• **Information given**

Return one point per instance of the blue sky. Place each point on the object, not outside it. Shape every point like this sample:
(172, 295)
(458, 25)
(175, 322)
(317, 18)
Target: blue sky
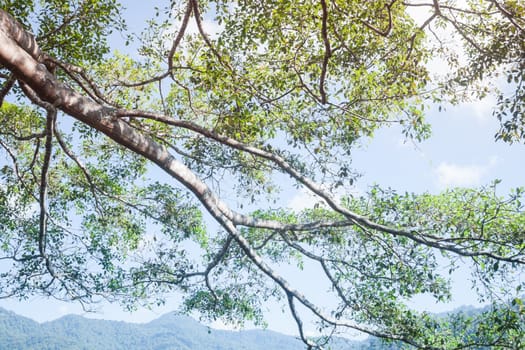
(460, 152)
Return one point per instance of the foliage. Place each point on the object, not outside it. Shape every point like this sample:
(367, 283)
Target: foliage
(114, 203)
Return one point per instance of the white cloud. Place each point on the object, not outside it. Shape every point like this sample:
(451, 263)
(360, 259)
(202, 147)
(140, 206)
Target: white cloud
(451, 175)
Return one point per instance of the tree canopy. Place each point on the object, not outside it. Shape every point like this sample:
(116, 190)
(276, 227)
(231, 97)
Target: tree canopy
(278, 95)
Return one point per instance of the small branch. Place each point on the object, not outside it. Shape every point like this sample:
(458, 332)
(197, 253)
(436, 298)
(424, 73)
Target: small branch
(6, 88)
(180, 34)
(327, 52)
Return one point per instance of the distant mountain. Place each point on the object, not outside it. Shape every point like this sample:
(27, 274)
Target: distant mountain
(169, 332)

• **Activity**
Using the material above, return every line exactly as it appears, minus the pictures.

• **Response**
Return one point per instance of the blue sky. Place each point on the object, not outside it. Shape every point like this sample:
(172, 295)
(458, 25)
(175, 322)
(317, 18)
Target: blue sky
(460, 152)
Return one point per instance of the foliage. Place each point on the object, not outside it. Shape every point like this sample:
(367, 283)
Target: foliage
(114, 203)
Return one point per instance of the white cloud. Place each point on the object, not outside it. Shape every point like this sample:
(451, 263)
(360, 259)
(202, 147)
(140, 206)
Target: white cloud
(451, 175)
Return one point per instance of the tree canopy. Place each point on the object, not outside it. Shape every point like this sample:
(116, 190)
(276, 227)
(231, 97)
Target: tree canopy
(278, 95)
Return one point per instance of the small branch. Place each point on the object, not outside it. Shape every point like this sample:
(458, 332)
(197, 253)
(436, 298)
(424, 73)
Target: small branch
(6, 88)
(180, 34)
(327, 52)
Return one point per instance of the distant mountain. Place each point on the object, not outside it. Shape every point like this sample:
(27, 274)
Target: distant mountain
(169, 332)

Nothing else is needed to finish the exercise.